## What needs to be done
In every one of the records below, substitute "street-scene" for "intersection-monitoring" and reproduce the lines with nothing else altered.

## Dataset excerpts

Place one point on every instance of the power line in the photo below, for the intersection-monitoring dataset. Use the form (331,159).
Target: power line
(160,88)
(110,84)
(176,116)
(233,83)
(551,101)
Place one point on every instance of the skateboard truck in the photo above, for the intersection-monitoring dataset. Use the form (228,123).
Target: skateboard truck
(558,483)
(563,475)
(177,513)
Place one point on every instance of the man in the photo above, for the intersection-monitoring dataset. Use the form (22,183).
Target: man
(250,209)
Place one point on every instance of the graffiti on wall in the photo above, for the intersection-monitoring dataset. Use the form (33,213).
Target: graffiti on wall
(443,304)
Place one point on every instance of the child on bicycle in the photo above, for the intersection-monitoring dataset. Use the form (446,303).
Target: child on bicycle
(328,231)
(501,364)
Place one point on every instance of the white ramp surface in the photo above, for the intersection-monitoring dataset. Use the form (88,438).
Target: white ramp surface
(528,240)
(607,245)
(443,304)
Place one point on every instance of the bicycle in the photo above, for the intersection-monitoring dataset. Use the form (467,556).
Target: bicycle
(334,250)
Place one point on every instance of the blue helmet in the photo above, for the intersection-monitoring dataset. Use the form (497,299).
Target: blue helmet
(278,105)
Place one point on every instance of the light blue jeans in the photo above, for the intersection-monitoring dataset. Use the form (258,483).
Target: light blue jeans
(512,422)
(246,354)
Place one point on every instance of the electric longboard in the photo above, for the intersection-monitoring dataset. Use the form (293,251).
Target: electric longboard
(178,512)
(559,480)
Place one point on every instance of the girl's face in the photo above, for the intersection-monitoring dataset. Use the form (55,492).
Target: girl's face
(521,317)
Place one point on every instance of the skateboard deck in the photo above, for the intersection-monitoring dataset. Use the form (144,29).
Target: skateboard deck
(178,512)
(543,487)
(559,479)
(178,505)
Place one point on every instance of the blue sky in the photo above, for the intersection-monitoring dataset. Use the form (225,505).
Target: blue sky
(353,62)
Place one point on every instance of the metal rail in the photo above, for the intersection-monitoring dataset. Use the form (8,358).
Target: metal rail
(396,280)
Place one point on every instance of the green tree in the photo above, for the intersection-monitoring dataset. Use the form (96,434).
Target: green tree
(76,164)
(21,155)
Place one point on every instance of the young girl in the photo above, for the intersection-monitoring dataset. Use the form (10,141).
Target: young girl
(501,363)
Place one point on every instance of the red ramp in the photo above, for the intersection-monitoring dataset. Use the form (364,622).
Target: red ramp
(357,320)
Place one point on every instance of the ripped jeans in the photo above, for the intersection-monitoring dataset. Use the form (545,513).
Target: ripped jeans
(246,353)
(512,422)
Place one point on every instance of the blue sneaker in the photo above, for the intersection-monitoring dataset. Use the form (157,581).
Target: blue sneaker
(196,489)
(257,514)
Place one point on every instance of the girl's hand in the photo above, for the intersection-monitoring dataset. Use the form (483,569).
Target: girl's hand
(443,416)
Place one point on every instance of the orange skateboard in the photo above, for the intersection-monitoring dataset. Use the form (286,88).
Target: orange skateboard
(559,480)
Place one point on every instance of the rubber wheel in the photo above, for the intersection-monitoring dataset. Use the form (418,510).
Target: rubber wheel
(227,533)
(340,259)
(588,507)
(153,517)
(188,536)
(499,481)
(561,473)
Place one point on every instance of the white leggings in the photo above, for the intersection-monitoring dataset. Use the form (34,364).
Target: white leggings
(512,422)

## Answer for this exercise
Place one point on every instance of the power line in the photo below, for the street-scene dataset. Use the form (331,159).
Target: power line
(160,88)
(110,84)
(176,116)
(233,83)
(551,101)
Place one point on every instance of the skateboard truck in the photo above, for the street-scene dataset. Use the form (228,123).
Target: skateboard truck
(558,483)
(563,475)
(177,513)
Place one point on every instance of the man in the photo above, for the street-scene dataset. Use the form (22,183).
Target: man
(250,209)
Place one point on every instance of the graffiti on wall in the photo above, for the street-scene dataset. Use the form (33,213).
Target: graffiti on wall
(443,304)
Place one point on every instance of the child on bicycle in the photo above, for the street-scene dataset. Use the form (446,303).
Target: child on bicycle
(328,231)
(501,364)
Place one point on every instance of the white ramp surface in the photo above, for the street-scene dataset. Use the form (88,438).
Target: white ramp surface
(528,240)
(607,245)
(443,304)
Place one point on every instance of the bicycle in the photo above, for the street-scene dataset. Use the form (467,556).
Target: bicycle
(334,250)
Place one point on every instance of the blue helmet in the photo above, for the street-scene dataset. Use the form (497,299).
Target: blue helmet
(278,105)
Place one point on every instance of the light blue jeans in the photo above, for the street-scene dataset. Use the form (258,483).
Target: light blue jeans
(512,422)
(246,354)
Place one point on every instance of the electric longboard in the photo above, for the street-scene dataset. Use the form (293,251).
Target: electric longboard
(178,512)
(559,480)
Place one point on every instance of the girl's face in the photo above, for the street-scene dataset. Use the form (55,492).
Target: girl's face
(521,317)
Place one point on every instance of the skateboard deck in the photo above, for the street-scene dataset. Use the form (144,29).
Target: skateboard deck
(178,512)
(543,487)
(559,479)
(178,505)
Place one point on every instance of the blue sky in the photo above, for the street-scene dataset. Use the form (225,505).
Target: blue sky
(353,62)
Place one point on every instance of the metal rail in the photo above, for the street-scene dataset. Use the form (8,358).
Target: metal rail
(396,280)
Place one point on every instance of the green tree in the photo above, for the street-scene dataset. Use the form (96,434).
Target: green tree
(76,164)
(21,155)
Place one point on every instance of the young girl in the photo above, for the street-scene dataset. Use the form (10,141).
Target: young girl
(501,363)
Place one point on every instance of the red ramp in the photo above, for the street-scene dataset. Use the form (364,622).
Target: red ramp
(357,320)
Place one point on every instance of the ripped jeans in the photo above, for the street-scene dataset. Use the form (545,513).
Target: ripped jeans
(246,353)
(512,422)
Place one point on every instance of the blue sneaker in the photo above, for the street-scene dataset. Use the form (157,581).
Target: blue sneaker
(196,489)
(257,514)
Place one point on every instance of the girl's hand in the photo above, for the street-scene dataset. Use the form (483,569).
Target: girl's hand
(443,416)
Place one point on every instance of the orange skateboard in the photo above, for the street-scene dataset. Use the form (286,88).
Target: orange skateboard
(559,480)
Place one point on every instance of the rubber wheel in the photo above, for the street-scene dataset. Use the form (418,510).
Target: rubber wheel
(227,533)
(340,259)
(588,507)
(153,517)
(188,536)
(499,481)
(561,473)
Place one point on every instance of the white leggings in the photo above, for the street-scene dataset. Use the form (34,364).
Target: white leggings
(512,422)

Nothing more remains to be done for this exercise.